INFORMATION SUPPLIED below:

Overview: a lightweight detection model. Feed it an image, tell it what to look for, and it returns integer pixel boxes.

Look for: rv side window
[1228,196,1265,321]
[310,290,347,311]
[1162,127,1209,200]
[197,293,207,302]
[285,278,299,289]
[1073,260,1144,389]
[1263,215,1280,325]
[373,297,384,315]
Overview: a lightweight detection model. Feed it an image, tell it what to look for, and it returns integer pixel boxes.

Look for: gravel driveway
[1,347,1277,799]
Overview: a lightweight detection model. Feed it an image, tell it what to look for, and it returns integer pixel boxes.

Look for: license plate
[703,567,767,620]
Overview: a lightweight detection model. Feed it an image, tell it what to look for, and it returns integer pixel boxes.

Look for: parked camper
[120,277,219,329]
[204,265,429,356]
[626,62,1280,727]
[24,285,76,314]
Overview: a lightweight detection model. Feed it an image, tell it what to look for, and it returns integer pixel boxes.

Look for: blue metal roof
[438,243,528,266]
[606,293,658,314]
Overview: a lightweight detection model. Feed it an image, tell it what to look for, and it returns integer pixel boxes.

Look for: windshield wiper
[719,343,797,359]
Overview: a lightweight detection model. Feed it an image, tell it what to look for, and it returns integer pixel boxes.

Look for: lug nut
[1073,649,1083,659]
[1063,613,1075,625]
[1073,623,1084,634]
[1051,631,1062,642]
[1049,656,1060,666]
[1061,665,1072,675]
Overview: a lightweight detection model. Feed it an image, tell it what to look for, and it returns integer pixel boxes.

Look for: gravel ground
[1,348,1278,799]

End of INFORMATION SUPPLIED.

#### TASK PROMPT
Line by line, repeat everything in the records verbatim.

#### YOUR RESPONSE
Overview: a lightweight detection model. Feed it an image, tell it what to look for, and it returns integer pixel boxes.

Look for: rv side window
[1228,196,1265,321]
[310,290,347,311]
[1162,127,1209,200]
[197,293,207,302]
[285,278,299,289]
[1073,260,1144,389]
[1263,215,1280,325]
[373,297,384,315]
Overview: a lightweight detection model. Feed it an image, tell it what to look for, and it returns integer pixel boxes.

Look for: gravel driveway
[1,347,1277,799]
Overview: a lightweight detection model. Feed it an image, tell it what to look for, and it returns integer pixel boxes.

Look for: license plate
[703,567,767,620]
Overview: a lightweight detection model. Feed it an image, tell it what to look for, and it returns integer pixel boxes.

Look for: parked camper
[120,277,219,329]
[204,265,429,356]
[626,62,1280,727]
[24,285,76,314]
Overview: a lightweight detection model. Feed it an image, tell it what to look for, and it returns integer pixel boxes.

Look for: blue metal roof
[438,243,528,266]
[606,293,658,314]
Overview: a lightweight detection model. Feed it an image, tell it what to look for, and it returns integer pixel boxes.

Look for: windshield wiper
[719,343,797,359]
Overview: a lightweight detection model. Feed it an image, tell it what to look for, and it returns integer pixel boxes.

Look for: lug nut
[1073,649,1083,659]
[1063,613,1075,625]
[1073,623,1084,634]
[1051,631,1062,642]
[1049,656,1060,666]
[1061,665,1072,675]
Overview: a lightweight detection model. Feed it an image, tell it what to look for, and it returns integer pixel boxes.

Look for: gravel ground
[1,348,1278,799]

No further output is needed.